▸ Work required: Each of the entries beneath this task should be written out exactly.

▸ Input records:
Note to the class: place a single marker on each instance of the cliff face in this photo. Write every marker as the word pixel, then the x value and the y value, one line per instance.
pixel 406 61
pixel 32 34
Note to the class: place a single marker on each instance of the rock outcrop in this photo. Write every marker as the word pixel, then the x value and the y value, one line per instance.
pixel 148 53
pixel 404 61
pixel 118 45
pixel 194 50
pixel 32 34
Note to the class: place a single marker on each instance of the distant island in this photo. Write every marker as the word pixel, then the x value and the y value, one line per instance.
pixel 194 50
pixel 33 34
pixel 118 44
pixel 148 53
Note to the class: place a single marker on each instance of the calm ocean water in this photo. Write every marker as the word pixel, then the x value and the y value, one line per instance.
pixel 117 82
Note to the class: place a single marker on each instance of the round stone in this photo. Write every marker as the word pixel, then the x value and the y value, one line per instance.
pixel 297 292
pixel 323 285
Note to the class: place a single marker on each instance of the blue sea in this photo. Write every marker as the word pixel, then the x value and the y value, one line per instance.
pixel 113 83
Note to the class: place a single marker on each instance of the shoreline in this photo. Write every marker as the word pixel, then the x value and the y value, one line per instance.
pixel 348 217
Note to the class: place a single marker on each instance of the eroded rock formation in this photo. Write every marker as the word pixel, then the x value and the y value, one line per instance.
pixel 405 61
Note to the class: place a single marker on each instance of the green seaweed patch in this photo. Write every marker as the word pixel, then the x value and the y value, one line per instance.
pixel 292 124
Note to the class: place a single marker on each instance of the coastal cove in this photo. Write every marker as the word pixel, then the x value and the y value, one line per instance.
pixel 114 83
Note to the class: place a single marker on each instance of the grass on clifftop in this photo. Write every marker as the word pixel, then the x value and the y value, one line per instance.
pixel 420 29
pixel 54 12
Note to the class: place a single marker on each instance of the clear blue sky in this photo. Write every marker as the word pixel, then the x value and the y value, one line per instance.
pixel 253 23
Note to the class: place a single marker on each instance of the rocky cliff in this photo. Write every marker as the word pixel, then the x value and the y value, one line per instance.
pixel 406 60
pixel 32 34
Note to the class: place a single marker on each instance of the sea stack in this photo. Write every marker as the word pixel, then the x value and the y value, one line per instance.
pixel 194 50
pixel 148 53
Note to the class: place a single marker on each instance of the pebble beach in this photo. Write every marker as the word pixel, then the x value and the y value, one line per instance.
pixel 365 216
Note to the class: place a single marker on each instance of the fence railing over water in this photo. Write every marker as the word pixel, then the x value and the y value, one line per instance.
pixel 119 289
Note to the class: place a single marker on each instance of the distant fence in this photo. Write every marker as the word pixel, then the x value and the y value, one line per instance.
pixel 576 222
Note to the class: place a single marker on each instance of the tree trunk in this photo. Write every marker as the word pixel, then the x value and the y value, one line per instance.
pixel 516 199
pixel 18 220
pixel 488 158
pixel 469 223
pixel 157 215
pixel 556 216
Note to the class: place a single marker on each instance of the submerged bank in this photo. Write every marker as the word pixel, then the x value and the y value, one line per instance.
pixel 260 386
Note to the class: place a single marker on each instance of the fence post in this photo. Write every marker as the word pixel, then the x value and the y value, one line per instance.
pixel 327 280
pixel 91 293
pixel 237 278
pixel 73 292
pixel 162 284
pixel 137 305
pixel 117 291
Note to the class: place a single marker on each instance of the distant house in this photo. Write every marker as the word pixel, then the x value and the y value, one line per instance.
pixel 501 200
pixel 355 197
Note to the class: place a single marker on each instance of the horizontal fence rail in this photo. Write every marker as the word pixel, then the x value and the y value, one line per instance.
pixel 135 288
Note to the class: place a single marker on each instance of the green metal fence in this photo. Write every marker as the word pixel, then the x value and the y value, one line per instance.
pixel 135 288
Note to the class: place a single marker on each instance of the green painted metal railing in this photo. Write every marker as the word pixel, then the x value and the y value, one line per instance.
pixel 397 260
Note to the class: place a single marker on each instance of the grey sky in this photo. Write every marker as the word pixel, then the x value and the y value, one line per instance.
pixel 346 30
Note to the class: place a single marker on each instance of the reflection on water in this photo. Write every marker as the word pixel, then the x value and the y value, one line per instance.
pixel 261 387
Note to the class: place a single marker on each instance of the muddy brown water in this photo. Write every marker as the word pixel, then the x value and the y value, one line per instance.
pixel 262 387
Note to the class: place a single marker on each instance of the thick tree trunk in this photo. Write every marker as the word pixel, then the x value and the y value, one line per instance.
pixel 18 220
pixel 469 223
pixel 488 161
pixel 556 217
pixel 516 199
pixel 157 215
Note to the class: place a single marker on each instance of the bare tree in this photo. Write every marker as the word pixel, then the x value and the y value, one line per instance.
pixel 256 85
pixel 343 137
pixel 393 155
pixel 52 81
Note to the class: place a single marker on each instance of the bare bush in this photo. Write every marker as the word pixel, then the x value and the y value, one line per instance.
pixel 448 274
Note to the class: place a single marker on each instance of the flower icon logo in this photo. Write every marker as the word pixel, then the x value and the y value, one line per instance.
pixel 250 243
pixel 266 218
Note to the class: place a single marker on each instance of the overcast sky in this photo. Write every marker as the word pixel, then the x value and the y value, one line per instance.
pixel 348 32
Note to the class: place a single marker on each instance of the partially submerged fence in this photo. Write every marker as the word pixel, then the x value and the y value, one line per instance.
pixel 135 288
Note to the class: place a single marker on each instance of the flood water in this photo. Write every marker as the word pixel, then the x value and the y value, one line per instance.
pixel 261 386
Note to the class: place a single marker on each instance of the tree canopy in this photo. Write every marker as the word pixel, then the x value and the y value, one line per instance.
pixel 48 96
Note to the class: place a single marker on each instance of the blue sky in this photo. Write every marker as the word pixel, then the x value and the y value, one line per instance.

▸ Exercise response:
Note to the class: place a single marker on each instance of the cliff face in this photo. Write every marker as the word pixel, then the x value and the y value, one line per instance.
pixel 406 61
pixel 32 34
Note to the class: place a single marker on each instance of the rock outcrop in this photo. Write every marker as the word pixel, then the x value and the y value, one line per instance.
pixel 148 53
pixel 404 61
pixel 118 45
pixel 194 50
pixel 32 34
Note to the class: place a single marker on each instance of the distant island in this photo. Write every marker as the word pixel, then the x value and the y value, one line per instance.
pixel 194 50
pixel 33 34
pixel 118 44
pixel 148 53
Note to the class: place a single marker on each instance of the calm ocean water in this photo. Write every marker as the word pixel, then the x value and the y value, one line per instance.
pixel 117 82
Note to the class: place a single marker on each instance of the round stone in this photo. Write every marker as the word pixel, then the x value and the y value, one line per instance.
pixel 297 292
pixel 323 285
Note to the class: place a single marker on each instance of the blue sea in this photo. Write every marker as the word pixel, then the x value and the y value, one line per instance.
pixel 113 83
Note to the class: place a single marker on each instance of the shoreline in this photo. Write every marker as the word pixel, then the x value and the y value, one line per instance.
pixel 348 217
Note to the class: place a single marker on each instance of the eroded rock formation in this photo. Write every marker as the word pixel, then the x value and the y value, one line per instance.
pixel 405 61
Note to the class: place a single marker on each instance of the green seaweed patch in this photo. Write every marker as the word pixel, then the x value and the y value, one line per instance.
pixel 292 124
Note to the class: place a single marker on each instance of the coastal cove in this photo. Write every marker as the word pixel, then the x value and the y value, one line per instance.
pixel 114 83
Note to the class: place a single marker on each instance of the grass on clifftop in this photo. Write every marker as the word pixel, then the x value and the y value, one line per instance.
pixel 420 29
pixel 54 12
Note to the class: place a single marker on each instance of the clear blue sky in this photo. Write every marker as the word pixel, then the x value and the y value, one line per instance.
pixel 253 23
Note to the class: place a single marker on each instance of the rocky cliff in this photo. Write every marker as the word pixel, then the x value and the y value, one line per instance.
pixel 406 60
pixel 32 34
Note to the class: place a single marker on each instance of the sea stack in this photo. Write every marker as the word pixel, then the x value and the y value, one line per instance.
pixel 194 50
pixel 148 53
Note to the class: place a single marker on each instance of the pebble beach in this photo. Write every marker as the word pixel, then the x value and the y value, one line per instance.
pixel 365 216
Note to the class: place a single marker on each instance of the fence railing over water in this photo. Write every marker as the word pixel, then the x value and the y value, one line per instance.
pixel 119 289
Note to the class: place a single marker on each instance of the distant fence in this photo. Write every marker as the word pixel, then the x value and the y value, one line per instance.
pixel 576 222
Note to the class: place a single marker on each instance of the tree trunk in this photo. Write every marker as the word pixel, then the x value and the y value, one line per instance.
pixel 516 199
pixel 18 220
pixel 488 158
pixel 469 223
pixel 157 215
pixel 556 216
Note to the class: place a single marker on each instance of the submerged bank in this photo. Write every marker as the word pixel, then the x value and the y value, one line per instance.
pixel 260 386
Note to the class: place a single marker on each instance of the fence post in this photo. Write every marker as the word pixel, then the x value and the y value, one line per instance.
pixel 327 280
pixel 91 293
pixel 237 278
pixel 73 292
pixel 162 284
pixel 137 305
pixel 117 291
Note to the class: place a single marker on each instance of the distant house in this photo. Write every marker as the word pixel, then the x value and the y value, one line per instance.
pixel 501 200
pixel 355 197
Note to the class: place a single marker on each instance of the horizontal fence rail in this photo. Write every marker as the word pixel, then the x value and the y value, one line per instance.
pixel 135 288
Note to the class: place a single marker on each instance of the green metal fence in this photo. Write every marker as the word pixel, then the x value and the y value, one line per instance.
pixel 135 288
Note to the class: place a single marker on each instance of the green painted metal railing in this photo. Write every marker as the word pixel, then the x value and the y value, one line per instance.
pixel 397 260
Note to the class: place a single marker on each instance of the grey sky in this photo. Write every marker as the word pixel, then the x value and the y value, one line per instance.
pixel 346 30
Note to the class: place a single marker on each instance of the reflection on water in this photo. Write every marker as the word pixel, then the x value and the y value, one line per instance.
pixel 261 387
Note to the class: place a single marker on each instance of the muddy brown water in this photo. Write every marker as the word pixel, then the x value and the y value, one line per instance.
pixel 262 387
Note to the class: place a single marker on each instance of the thick tree trunk in this photo. Write every marker as the word pixel, then the x value and the y value, one line per instance.
pixel 18 220
pixel 469 223
pixel 488 161
pixel 556 217
pixel 516 199
pixel 157 215
Note to the class: place a single marker on each instance of the bare tree in this photo. Write every marker as the word pixel, then the x value and the y value, one line per instance.
pixel 256 85
pixel 343 137
pixel 393 155
pixel 52 81
Note to the class: place a single marker on each instance of the bare bush in this photo. Write every marker as the word pixel, then the x value and the y value, one line per instance.
pixel 448 274
Note to the class: place a single marker on each instance of the flower icon logo in this photo. Write every marker as the word pixel, then the x value and the y value, one line per instance.
pixel 250 243
pixel 266 218
Note to the class: place a single marker on each instance of the overcast sky in this photo. Write every marker as the word pixel, then the x value and the y value, one line per instance.
pixel 348 32
Note to the class: place a single marker on each instance of the partially submerged fence in this photo. Write every marker as the word pixel, then the x value and the y value, one line per instance.
pixel 135 288
Note to the class: place a single marker on each instance of the flood water in this photo. Write every marker as the word pixel, then the x value and the y value, one line per instance.
pixel 261 386
Note to the class: place a single marker on each instance of the tree canopy in this photo. Write every marker as the word pixel, then the x value and the y value, one line per instance.
pixel 48 96
Note to the class: place a single marker on each instance of the blue sky in this photo. Write every marker as the word pixel, then the x value and the y value, one line per instance.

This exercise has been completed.